### TASK GOAL
Rewrite the lines below from the one containing "Practice. Find the beige" through the last line, requests included. Shift each answer coordinate by adding 60 to both of its numbers, and leave the requests and their sample coordinates as they are.

### INPUT RECORDS
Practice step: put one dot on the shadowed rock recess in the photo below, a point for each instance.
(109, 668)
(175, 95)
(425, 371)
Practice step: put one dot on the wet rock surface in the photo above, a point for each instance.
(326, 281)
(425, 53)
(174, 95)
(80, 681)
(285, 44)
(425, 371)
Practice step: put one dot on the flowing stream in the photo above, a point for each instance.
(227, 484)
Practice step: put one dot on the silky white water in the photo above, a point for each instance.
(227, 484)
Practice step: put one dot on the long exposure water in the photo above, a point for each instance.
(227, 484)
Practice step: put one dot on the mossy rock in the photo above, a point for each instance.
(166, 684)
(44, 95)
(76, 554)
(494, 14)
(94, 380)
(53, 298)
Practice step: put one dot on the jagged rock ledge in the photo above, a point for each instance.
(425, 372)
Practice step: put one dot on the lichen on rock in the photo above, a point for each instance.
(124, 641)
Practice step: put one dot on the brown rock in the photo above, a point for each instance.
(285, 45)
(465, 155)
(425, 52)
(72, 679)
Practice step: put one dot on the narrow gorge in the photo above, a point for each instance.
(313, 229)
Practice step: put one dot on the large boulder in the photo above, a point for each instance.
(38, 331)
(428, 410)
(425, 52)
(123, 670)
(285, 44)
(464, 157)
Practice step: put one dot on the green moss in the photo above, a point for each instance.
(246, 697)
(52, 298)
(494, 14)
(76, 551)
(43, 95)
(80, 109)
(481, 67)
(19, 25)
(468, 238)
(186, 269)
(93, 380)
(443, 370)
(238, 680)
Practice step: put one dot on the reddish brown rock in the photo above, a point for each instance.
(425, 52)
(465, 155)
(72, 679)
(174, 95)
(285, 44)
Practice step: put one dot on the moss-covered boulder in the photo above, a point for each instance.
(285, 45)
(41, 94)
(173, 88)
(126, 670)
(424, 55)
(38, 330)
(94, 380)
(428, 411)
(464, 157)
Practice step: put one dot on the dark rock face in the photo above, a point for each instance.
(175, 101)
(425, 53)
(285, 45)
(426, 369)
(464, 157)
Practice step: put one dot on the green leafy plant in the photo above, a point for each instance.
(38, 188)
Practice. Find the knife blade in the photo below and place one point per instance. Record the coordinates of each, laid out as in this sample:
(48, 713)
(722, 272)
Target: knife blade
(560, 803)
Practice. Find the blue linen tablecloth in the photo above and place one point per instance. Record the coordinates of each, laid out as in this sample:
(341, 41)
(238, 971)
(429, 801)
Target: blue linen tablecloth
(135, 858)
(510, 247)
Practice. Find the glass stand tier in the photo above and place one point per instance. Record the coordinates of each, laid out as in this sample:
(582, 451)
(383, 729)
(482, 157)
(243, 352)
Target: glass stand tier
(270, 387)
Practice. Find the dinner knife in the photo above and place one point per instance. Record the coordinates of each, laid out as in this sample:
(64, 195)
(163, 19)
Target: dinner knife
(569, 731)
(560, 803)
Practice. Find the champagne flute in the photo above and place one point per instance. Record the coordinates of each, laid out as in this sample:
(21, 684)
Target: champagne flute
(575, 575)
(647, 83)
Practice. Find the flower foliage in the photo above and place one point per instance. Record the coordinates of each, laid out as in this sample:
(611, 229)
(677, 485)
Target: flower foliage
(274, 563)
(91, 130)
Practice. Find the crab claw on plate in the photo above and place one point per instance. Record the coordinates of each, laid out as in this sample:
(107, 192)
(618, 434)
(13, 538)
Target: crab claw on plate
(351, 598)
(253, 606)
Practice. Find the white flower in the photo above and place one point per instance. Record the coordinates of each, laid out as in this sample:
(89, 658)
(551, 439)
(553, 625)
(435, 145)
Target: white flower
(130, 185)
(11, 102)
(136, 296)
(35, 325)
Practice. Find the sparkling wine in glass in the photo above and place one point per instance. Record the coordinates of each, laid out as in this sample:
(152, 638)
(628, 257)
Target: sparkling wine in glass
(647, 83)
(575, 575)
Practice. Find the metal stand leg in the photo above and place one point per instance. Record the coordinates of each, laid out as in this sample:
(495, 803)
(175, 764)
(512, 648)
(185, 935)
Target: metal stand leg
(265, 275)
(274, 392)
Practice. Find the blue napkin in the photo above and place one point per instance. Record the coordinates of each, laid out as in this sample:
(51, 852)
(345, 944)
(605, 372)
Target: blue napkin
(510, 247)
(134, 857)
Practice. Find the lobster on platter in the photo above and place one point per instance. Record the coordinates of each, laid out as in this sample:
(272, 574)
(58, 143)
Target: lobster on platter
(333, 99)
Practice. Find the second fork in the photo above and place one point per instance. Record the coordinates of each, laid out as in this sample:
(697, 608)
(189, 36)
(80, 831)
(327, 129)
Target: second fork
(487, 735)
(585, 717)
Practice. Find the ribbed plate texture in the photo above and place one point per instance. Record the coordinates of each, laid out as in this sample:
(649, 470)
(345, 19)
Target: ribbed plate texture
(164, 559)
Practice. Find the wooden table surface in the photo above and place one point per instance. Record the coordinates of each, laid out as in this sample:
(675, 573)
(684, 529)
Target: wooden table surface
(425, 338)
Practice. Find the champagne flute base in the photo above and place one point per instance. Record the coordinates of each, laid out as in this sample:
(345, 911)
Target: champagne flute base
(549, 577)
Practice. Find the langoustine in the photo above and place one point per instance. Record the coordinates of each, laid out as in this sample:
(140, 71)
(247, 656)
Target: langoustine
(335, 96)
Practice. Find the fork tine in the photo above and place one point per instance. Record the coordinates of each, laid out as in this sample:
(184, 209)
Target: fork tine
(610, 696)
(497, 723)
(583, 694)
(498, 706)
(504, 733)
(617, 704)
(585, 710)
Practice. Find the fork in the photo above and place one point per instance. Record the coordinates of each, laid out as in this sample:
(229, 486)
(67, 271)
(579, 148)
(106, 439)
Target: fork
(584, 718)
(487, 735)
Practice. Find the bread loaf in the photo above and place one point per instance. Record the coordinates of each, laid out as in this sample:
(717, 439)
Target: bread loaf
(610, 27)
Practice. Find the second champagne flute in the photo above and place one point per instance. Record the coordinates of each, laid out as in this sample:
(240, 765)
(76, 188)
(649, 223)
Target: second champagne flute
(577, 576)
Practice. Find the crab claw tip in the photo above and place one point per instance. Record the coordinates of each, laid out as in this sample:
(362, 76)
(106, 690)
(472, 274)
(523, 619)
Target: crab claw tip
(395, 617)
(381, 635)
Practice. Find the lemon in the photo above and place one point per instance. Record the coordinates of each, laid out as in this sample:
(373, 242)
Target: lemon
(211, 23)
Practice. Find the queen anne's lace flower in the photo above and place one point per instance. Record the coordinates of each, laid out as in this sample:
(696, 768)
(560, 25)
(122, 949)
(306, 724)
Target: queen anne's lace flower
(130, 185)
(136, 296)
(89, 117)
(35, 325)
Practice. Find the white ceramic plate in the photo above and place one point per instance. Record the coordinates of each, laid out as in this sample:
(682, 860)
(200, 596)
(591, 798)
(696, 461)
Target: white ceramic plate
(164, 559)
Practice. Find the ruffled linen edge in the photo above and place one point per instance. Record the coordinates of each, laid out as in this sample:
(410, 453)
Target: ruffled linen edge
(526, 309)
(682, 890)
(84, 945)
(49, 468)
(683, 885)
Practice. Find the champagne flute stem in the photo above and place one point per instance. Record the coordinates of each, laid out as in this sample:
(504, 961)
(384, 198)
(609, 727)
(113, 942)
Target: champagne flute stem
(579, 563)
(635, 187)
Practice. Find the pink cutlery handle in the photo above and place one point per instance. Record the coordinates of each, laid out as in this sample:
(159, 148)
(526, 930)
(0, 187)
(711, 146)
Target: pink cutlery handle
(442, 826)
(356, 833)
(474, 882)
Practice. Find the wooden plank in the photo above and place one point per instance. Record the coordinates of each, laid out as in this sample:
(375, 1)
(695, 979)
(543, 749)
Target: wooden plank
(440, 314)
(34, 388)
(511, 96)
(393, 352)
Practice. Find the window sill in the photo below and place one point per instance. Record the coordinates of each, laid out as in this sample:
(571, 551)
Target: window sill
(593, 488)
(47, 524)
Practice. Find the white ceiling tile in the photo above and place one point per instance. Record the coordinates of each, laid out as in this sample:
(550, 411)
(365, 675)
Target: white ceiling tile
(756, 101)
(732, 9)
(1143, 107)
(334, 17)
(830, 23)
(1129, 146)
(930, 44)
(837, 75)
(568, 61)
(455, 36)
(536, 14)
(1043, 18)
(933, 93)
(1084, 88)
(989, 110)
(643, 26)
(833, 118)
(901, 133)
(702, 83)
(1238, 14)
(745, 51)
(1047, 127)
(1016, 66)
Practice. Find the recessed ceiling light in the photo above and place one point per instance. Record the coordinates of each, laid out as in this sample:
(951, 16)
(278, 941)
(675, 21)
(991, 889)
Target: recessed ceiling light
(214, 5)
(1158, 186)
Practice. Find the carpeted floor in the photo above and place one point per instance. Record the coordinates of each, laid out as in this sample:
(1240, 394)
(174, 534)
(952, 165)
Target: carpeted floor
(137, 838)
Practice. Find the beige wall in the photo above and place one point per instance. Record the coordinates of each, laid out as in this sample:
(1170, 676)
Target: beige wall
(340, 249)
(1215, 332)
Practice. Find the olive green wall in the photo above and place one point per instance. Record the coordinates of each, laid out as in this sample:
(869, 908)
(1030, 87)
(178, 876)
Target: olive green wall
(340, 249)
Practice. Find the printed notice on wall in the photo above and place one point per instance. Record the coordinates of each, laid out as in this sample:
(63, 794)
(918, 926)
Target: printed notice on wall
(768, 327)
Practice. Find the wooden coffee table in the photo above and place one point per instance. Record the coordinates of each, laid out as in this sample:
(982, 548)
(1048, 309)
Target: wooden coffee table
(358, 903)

### FINISHED EXERCISE
Practice. Find the beige wall in the photo above and place one point per instance. Record the coordinates of each, laid out as in this sample:
(1170, 676)
Target: beige wall
(400, 309)
(1275, 392)
Practice. Find the olive green wall in the photo above and place one point per instance. Record the coordinates of each, laid out as in this sample:
(869, 908)
(1030, 87)
(178, 876)
Target: olive green wall
(400, 309)
Practice. Find the printed notice on wall in the photo above and place one point per instance. Record the coordinates of each, laid out as in this sample:
(63, 794)
(918, 926)
Target: printed notice on wall
(828, 387)
Practice. Find the wooden coffee table in the photo above and place one point per instance. Record the coordinates of each, laid out as in this sample:
(982, 548)
(1048, 309)
Target: wooden coffee table
(418, 963)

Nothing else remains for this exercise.